Starting at the line containing "Reviewer note. Check that each instance of the utility" and ending with the line containing "[(207, 13), (223, 13)]", write those lines out again, switching "utility pole" to "power pole" and leaving everything else as it is.

(Records that point to named objects)
━━━━━━━━━━━━━━━━

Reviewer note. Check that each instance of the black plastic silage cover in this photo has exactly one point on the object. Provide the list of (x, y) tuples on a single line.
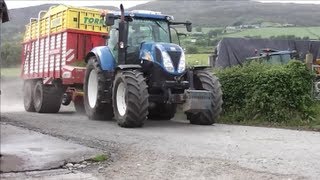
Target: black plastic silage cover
[(234, 51)]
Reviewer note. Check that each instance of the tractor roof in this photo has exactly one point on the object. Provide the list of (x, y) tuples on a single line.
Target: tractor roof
[(146, 14)]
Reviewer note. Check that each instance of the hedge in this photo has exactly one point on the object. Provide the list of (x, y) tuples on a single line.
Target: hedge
[(273, 93)]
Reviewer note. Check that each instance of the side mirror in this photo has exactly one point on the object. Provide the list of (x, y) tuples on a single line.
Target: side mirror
[(188, 26), (110, 19), (182, 34)]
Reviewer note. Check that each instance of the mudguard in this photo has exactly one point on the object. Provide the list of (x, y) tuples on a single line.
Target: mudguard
[(104, 56)]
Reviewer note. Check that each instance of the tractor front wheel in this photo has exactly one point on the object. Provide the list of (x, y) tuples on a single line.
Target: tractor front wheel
[(97, 104), (130, 98), (28, 87)]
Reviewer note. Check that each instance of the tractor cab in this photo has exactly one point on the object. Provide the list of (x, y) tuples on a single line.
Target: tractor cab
[(146, 36)]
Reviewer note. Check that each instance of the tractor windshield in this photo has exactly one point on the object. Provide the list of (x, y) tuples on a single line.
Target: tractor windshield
[(141, 30)]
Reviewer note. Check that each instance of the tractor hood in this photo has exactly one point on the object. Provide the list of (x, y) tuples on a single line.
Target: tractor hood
[(169, 56)]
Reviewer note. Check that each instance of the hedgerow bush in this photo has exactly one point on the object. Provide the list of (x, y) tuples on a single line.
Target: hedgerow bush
[(273, 93)]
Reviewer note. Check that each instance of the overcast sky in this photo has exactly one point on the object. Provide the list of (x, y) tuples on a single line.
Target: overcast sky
[(127, 4)]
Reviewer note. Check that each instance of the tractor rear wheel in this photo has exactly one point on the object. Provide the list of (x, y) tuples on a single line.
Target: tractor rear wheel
[(97, 104), (162, 111), (47, 98), (204, 80), (130, 98), (28, 87)]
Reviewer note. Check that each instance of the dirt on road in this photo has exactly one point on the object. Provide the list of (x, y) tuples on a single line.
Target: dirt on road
[(177, 150)]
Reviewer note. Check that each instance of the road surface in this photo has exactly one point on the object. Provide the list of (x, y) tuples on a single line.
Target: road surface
[(177, 150)]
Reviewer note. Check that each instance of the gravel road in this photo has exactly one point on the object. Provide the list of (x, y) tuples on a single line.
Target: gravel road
[(177, 150)]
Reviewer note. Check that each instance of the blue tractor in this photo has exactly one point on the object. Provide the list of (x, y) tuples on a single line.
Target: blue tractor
[(141, 74)]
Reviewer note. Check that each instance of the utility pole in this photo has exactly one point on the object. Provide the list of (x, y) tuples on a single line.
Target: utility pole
[(4, 17)]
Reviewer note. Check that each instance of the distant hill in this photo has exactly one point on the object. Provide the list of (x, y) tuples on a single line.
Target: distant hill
[(207, 13), (223, 13)]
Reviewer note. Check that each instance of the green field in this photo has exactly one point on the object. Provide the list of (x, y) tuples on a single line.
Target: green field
[(311, 32), (10, 72)]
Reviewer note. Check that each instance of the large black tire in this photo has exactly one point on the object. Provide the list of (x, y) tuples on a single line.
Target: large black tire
[(47, 98), (101, 104), (28, 87), (204, 80), (130, 98), (162, 111)]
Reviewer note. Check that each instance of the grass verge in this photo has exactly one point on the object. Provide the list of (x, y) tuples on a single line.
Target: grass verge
[(313, 122)]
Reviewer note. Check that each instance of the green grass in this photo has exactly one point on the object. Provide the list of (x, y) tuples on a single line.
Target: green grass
[(313, 123), (311, 32), (10, 72), (197, 59)]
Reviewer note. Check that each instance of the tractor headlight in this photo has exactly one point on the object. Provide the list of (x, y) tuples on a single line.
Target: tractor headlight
[(167, 63), (182, 63)]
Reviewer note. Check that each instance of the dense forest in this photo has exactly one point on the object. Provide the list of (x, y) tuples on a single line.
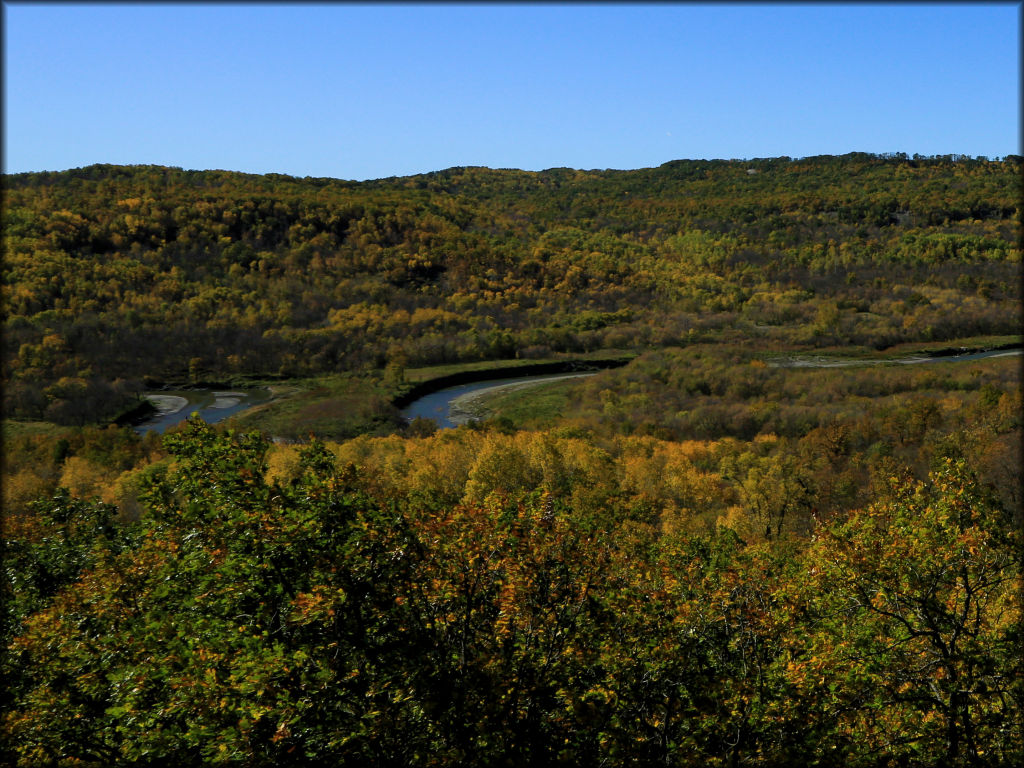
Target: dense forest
[(704, 557), (118, 274)]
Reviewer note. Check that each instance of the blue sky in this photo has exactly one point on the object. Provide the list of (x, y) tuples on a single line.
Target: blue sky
[(361, 91)]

━━━━━━━━━━━━━━━━

● **Written solution**:
Reviewer note. Check that each instance of the power pole in this photo has exactly one point on the object. Provide the list of (x, y) tuples on a single line.
Target: power pole
[(4, 17)]
Reviewer note. Check that each instance of the distant hill in this photo has exactly one point on the object. Provide the list of (x, y) tuples on a single line.
Target: distant hill
[(207, 13), (223, 13)]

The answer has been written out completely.